Everything in the data below is left aside except the lines from the one containing "Target: lettuce leaf" through the one containing "Target: green curly lettuce"; repeat those exactly.
--- Source material ---
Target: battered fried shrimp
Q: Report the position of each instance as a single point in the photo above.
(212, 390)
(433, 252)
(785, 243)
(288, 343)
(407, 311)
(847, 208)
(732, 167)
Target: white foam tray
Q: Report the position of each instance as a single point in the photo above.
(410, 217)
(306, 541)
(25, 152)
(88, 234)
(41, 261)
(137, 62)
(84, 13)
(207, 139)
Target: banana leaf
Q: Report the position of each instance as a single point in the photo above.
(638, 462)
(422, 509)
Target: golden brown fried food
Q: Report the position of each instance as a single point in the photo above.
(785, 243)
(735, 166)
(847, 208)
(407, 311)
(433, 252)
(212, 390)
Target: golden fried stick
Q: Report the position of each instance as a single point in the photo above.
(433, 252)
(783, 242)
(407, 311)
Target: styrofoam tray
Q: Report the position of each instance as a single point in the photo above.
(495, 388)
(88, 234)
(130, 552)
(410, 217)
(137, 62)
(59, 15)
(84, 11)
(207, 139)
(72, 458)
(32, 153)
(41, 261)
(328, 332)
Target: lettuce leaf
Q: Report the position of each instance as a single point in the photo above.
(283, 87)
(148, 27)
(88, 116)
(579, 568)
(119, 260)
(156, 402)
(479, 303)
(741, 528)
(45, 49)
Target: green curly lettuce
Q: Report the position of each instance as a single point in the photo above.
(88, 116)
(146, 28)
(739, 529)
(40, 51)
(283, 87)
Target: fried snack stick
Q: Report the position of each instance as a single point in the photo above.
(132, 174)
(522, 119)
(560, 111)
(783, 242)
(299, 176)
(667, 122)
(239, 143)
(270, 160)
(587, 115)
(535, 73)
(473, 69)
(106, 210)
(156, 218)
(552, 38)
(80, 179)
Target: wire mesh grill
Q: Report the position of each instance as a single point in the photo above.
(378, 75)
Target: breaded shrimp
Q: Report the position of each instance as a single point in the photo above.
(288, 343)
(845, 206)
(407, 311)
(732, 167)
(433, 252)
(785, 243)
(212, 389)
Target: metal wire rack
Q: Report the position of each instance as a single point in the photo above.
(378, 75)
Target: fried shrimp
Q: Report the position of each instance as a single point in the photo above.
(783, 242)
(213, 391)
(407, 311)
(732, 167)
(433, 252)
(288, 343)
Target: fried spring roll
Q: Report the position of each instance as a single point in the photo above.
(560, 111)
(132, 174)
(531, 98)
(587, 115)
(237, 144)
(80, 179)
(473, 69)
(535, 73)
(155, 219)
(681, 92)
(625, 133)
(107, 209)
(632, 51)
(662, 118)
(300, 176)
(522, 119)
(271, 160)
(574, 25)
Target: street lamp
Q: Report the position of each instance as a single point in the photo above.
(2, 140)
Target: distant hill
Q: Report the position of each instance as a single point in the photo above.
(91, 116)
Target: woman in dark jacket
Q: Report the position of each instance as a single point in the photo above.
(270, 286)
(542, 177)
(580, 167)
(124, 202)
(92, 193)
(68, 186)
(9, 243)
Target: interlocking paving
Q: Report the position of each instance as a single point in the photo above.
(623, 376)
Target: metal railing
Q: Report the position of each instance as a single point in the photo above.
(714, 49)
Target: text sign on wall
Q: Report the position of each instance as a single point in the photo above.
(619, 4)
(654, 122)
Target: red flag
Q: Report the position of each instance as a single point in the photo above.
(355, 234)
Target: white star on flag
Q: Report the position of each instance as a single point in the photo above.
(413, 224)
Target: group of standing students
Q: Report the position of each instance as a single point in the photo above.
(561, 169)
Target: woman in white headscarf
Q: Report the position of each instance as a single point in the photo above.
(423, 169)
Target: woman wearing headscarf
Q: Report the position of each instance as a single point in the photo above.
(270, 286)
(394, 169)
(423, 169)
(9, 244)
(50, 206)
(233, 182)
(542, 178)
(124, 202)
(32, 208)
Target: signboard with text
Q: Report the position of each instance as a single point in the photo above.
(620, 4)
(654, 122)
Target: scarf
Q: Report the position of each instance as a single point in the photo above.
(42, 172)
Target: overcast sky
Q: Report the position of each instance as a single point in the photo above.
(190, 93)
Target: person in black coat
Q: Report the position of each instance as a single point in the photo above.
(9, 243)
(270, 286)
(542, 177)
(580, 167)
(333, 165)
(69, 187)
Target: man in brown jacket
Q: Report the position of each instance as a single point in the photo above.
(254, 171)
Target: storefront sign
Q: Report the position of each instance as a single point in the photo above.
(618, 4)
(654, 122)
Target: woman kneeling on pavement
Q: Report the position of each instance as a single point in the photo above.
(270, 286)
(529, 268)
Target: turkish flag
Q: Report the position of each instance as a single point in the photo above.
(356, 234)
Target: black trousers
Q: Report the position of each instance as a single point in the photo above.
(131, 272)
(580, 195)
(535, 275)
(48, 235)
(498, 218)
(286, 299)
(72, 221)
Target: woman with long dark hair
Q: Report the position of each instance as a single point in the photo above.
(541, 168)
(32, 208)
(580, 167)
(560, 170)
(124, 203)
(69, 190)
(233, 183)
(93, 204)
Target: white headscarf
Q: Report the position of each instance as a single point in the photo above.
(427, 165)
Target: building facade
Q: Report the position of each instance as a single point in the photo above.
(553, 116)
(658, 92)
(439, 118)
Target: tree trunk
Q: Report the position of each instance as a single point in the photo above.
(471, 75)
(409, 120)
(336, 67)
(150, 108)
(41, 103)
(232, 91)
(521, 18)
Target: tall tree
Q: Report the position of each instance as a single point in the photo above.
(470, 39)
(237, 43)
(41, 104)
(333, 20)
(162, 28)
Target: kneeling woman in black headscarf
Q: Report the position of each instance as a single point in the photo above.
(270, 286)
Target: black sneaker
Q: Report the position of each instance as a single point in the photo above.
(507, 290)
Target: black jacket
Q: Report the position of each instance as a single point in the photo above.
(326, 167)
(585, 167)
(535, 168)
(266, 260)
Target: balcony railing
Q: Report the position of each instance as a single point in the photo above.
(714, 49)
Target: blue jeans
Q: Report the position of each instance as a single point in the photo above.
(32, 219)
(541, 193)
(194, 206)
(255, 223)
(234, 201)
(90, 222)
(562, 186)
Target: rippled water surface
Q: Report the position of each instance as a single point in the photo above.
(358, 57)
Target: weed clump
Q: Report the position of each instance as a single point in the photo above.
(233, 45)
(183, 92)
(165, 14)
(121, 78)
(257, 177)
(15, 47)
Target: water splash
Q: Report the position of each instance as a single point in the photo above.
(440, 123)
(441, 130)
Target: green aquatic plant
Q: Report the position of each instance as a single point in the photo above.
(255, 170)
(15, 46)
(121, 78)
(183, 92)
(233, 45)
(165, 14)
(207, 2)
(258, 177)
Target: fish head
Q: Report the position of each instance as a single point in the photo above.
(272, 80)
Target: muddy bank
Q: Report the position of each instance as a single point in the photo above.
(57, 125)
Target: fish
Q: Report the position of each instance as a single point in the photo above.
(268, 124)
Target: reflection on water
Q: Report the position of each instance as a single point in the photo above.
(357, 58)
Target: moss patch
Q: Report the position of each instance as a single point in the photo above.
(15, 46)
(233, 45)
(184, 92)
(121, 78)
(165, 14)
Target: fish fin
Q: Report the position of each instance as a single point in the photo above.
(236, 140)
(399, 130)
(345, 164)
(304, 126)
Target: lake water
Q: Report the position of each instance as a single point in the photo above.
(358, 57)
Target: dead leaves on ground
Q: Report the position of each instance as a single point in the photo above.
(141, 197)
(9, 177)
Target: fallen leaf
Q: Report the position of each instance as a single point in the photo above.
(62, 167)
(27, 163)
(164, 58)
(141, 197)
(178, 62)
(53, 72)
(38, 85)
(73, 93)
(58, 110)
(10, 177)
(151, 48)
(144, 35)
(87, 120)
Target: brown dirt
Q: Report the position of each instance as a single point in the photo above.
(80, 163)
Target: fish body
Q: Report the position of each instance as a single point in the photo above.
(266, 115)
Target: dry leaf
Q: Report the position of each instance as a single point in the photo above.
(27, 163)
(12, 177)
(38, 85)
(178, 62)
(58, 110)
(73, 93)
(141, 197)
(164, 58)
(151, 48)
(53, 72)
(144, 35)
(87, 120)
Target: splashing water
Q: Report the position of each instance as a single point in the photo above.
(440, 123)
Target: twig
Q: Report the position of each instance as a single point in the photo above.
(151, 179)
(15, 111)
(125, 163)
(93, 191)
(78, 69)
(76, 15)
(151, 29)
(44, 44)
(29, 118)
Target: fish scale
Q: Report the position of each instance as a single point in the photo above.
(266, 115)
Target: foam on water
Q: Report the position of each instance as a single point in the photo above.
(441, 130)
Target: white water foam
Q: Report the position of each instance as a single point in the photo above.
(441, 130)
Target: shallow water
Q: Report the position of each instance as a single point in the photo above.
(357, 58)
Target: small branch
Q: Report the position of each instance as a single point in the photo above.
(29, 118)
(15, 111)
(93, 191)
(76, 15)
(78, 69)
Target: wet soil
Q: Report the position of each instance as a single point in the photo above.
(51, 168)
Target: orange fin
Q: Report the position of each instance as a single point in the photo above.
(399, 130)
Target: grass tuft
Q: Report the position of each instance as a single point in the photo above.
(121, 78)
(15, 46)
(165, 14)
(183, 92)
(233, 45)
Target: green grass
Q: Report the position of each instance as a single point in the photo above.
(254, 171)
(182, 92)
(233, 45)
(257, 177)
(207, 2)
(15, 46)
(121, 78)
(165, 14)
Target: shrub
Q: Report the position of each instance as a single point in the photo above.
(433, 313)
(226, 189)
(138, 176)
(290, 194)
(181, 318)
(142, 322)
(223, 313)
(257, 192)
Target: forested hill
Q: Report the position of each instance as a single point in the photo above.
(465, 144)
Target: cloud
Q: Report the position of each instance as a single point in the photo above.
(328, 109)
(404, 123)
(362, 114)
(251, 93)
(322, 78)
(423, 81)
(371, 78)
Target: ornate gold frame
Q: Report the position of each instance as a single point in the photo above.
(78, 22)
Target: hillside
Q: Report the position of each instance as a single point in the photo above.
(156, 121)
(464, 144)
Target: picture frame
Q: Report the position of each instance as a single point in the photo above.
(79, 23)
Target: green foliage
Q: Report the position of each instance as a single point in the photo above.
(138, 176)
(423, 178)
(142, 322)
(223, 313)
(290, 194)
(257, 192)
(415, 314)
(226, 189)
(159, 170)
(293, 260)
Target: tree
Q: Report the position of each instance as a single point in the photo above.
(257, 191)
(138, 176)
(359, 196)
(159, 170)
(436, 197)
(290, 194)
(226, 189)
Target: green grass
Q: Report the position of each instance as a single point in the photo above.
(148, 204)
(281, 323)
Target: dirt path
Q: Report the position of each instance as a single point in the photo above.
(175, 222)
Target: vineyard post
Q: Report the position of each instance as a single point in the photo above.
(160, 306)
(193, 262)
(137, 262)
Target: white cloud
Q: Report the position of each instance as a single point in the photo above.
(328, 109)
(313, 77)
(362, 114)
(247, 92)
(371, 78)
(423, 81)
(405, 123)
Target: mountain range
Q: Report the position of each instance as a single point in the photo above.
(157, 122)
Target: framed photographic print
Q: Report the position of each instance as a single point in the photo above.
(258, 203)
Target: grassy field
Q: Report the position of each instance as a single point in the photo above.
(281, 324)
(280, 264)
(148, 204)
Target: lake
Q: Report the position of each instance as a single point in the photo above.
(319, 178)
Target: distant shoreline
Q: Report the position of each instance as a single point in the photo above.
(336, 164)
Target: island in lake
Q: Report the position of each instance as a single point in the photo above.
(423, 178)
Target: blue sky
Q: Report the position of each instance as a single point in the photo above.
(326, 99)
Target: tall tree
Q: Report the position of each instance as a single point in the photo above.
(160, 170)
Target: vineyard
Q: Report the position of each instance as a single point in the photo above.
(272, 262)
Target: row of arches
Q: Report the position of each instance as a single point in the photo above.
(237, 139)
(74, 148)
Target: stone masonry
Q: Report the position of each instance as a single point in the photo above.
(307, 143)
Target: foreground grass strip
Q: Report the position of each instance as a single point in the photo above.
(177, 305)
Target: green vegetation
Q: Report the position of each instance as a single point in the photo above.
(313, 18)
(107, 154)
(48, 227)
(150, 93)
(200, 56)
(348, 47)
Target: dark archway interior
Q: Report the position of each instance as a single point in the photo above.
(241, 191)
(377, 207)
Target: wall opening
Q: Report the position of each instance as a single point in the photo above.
---
◆ **Solution to this exercise**:
Target: lettuce leaf
Q: Report the position of each instance as a single point in the photo above.
(283, 87)
(148, 27)
(88, 116)
(579, 568)
(119, 260)
(156, 402)
(479, 303)
(741, 528)
(45, 49)
Target: green curly lettuce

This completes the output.